## [Extracted data entries]
########
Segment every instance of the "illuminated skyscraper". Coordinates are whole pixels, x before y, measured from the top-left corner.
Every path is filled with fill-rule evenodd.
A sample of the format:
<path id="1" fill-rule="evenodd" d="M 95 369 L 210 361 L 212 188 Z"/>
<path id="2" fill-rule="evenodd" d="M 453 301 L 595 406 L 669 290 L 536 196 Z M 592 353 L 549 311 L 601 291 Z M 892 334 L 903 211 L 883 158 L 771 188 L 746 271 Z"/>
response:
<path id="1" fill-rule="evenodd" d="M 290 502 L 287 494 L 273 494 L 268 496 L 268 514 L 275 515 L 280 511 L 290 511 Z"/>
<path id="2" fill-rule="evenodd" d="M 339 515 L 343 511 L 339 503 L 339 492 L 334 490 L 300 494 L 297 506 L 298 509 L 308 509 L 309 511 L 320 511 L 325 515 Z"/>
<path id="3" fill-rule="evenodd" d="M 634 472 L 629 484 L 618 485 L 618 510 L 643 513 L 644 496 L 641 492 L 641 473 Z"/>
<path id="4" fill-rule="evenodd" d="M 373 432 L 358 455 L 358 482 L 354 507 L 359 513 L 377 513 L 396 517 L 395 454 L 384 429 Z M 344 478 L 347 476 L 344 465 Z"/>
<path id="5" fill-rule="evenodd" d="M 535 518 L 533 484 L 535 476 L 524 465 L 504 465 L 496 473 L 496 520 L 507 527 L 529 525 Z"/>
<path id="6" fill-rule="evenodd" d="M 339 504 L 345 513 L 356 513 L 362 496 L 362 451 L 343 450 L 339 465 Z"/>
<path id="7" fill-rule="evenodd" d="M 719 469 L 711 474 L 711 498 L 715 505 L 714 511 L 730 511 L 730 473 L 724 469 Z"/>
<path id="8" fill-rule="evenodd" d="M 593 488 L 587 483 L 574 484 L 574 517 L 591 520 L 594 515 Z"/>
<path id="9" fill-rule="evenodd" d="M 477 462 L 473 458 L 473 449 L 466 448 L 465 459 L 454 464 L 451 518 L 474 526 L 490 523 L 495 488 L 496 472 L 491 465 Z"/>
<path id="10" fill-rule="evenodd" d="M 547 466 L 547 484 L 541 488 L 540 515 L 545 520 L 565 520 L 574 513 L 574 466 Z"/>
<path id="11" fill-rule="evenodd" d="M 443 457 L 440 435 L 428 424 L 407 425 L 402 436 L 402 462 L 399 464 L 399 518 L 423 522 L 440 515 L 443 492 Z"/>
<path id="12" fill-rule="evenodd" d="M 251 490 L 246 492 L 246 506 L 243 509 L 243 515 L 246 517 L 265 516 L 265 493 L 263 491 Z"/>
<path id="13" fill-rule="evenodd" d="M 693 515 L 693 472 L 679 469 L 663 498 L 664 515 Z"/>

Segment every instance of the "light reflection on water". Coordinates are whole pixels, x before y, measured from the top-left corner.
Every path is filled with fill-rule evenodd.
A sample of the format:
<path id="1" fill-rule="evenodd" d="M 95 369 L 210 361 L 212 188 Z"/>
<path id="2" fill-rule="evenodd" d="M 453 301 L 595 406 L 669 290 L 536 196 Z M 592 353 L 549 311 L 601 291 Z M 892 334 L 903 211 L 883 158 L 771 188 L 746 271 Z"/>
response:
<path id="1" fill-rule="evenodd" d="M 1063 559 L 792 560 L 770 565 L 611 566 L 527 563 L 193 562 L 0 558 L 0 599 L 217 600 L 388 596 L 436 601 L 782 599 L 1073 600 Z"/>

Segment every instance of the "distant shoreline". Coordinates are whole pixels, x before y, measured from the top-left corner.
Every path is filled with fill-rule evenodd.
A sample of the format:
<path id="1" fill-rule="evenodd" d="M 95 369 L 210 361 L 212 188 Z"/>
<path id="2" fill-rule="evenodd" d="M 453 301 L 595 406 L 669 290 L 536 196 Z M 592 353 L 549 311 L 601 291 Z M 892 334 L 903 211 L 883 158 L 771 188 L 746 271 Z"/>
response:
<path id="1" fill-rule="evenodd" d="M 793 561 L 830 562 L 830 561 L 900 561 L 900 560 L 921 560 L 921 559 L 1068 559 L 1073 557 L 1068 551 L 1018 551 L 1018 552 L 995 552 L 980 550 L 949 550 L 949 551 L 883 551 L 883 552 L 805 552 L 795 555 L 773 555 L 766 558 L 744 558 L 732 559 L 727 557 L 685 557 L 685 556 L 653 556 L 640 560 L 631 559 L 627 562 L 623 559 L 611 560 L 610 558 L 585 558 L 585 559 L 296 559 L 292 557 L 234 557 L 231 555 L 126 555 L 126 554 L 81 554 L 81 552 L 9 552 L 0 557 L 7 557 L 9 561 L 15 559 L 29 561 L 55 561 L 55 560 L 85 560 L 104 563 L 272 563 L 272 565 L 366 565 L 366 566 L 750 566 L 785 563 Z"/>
########
## [Task directions]
Reproduce the entries above with every "top-left corner" swapped for "upper-left corner", keeping all other text the same.

## [Full answer]
Segment every instance of the "illuminated skyscraper". Coordinates are whole pixels, x before y, measured from the upper-left corner.
Every path is filled with fill-rule evenodd.
A sample of the format:
<path id="1" fill-rule="evenodd" d="M 95 369 L 210 361 L 212 188 Z"/>
<path id="2" fill-rule="evenodd" d="M 453 301 L 595 406 L 669 290 L 536 196 Z M 592 353 L 549 311 L 601 291 Z M 892 334 L 903 211 L 883 158 L 771 188 L 746 271 Z"/>
response:
<path id="1" fill-rule="evenodd" d="M 290 502 L 287 494 L 273 494 L 268 496 L 268 514 L 275 515 L 280 511 L 290 511 Z"/>
<path id="2" fill-rule="evenodd" d="M 339 515 L 343 511 L 339 503 L 339 492 L 334 490 L 300 494 L 297 506 L 298 509 L 308 509 L 309 511 L 320 511 L 325 515 Z"/>
<path id="3" fill-rule="evenodd" d="M 634 472 L 629 484 L 618 485 L 618 510 L 643 513 L 644 496 L 641 492 L 641 473 Z"/>
<path id="4" fill-rule="evenodd" d="M 373 432 L 358 455 L 358 482 L 354 507 L 359 513 L 377 513 L 396 517 L 395 454 L 384 429 Z M 344 478 L 347 476 L 344 465 Z"/>
<path id="5" fill-rule="evenodd" d="M 535 518 L 533 484 L 535 476 L 524 465 L 504 465 L 496 473 L 496 520 L 507 527 L 529 525 Z"/>
<path id="6" fill-rule="evenodd" d="M 339 504 L 345 513 L 356 513 L 362 496 L 362 451 L 343 450 L 339 465 Z"/>
<path id="7" fill-rule="evenodd" d="M 719 469 L 711 474 L 711 498 L 715 505 L 714 511 L 730 511 L 730 473 L 724 469 Z"/>
<path id="8" fill-rule="evenodd" d="M 593 488 L 587 483 L 574 484 L 574 517 L 591 520 L 594 515 Z"/>
<path id="9" fill-rule="evenodd" d="M 477 462 L 473 458 L 473 449 L 466 448 L 465 459 L 454 464 L 451 518 L 474 526 L 490 523 L 495 488 L 496 472 L 491 465 Z"/>
<path id="10" fill-rule="evenodd" d="M 547 466 L 547 484 L 541 488 L 540 515 L 545 520 L 565 520 L 574 513 L 574 466 Z"/>
<path id="11" fill-rule="evenodd" d="M 443 457 L 440 435 L 428 424 L 407 425 L 402 436 L 402 462 L 399 464 L 399 518 L 423 522 L 440 515 L 443 492 Z"/>
<path id="12" fill-rule="evenodd" d="M 251 490 L 246 492 L 246 506 L 243 509 L 243 515 L 246 517 L 265 516 L 265 493 L 263 491 Z"/>
<path id="13" fill-rule="evenodd" d="M 693 515 L 693 472 L 679 469 L 663 498 L 664 515 Z"/>

Segment every instance of the "light reflection on water". Coordinates are whole pixels, x before y, measured from the upper-left corner.
Every path is filled with fill-rule evenodd.
A sample of the format:
<path id="1" fill-rule="evenodd" d="M 95 369 L 210 361 L 212 188 Z"/>
<path id="2" fill-rule="evenodd" d="M 453 301 L 595 406 L 669 290 L 536 196 Z M 592 353 L 549 311 L 601 291 Z M 892 334 L 903 211 L 883 158 L 771 188 L 746 271 Z"/>
response:
<path id="1" fill-rule="evenodd" d="M 1063 559 L 792 560 L 770 565 L 611 566 L 527 563 L 193 562 L 0 558 L 0 599 L 217 600 L 388 596 L 436 601 L 782 599 L 1073 600 Z"/>

Segment every instance of the "distant shoreline". Coordinates are whole pixels, x before y, measured from the upper-left corner.
Every path is filled with fill-rule evenodd.
A sample of the format:
<path id="1" fill-rule="evenodd" d="M 95 369 L 210 361 L 212 188 Z"/>
<path id="2" fill-rule="evenodd" d="M 453 301 L 595 406 L 669 290 L 536 196 Z M 592 353 L 549 311 L 601 291 Z M 892 334 L 903 211 L 883 158 L 771 188 L 746 271 Z"/>
response:
<path id="1" fill-rule="evenodd" d="M 793 561 L 830 562 L 830 561 L 900 561 L 900 560 L 921 560 L 921 559 L 1068 559 L 1073 557 L 1068 551 L 1018 551 L 1018 552 L 995 552 L 980 550 L 949 550 L 949 551 L 883 551 L 883 552 L 805 552 L 795 555 L 773 555 L 766 558 L 744 558 L 732 559 L 727 557 L 685 557 L 685 556 L 653 556 L 640 560 L 631 559 L 627 562 L 623 559 L 611 560 L 610 558 L 585 558 L 585 559 L 296 559 L 292 557 L 234 557 L 231 555 L 126 555 L 126 554 L 81 554 L 81 552 L 9 552 L 0 557 L 7 557 L 9 561 L 15 559 L 29 561 L 55 561 L 55 560 L 85 560 L 104 563 L 272 563 L 272 565 L 366 565 L 366 566 L 750 566 L 785 563 Z"/>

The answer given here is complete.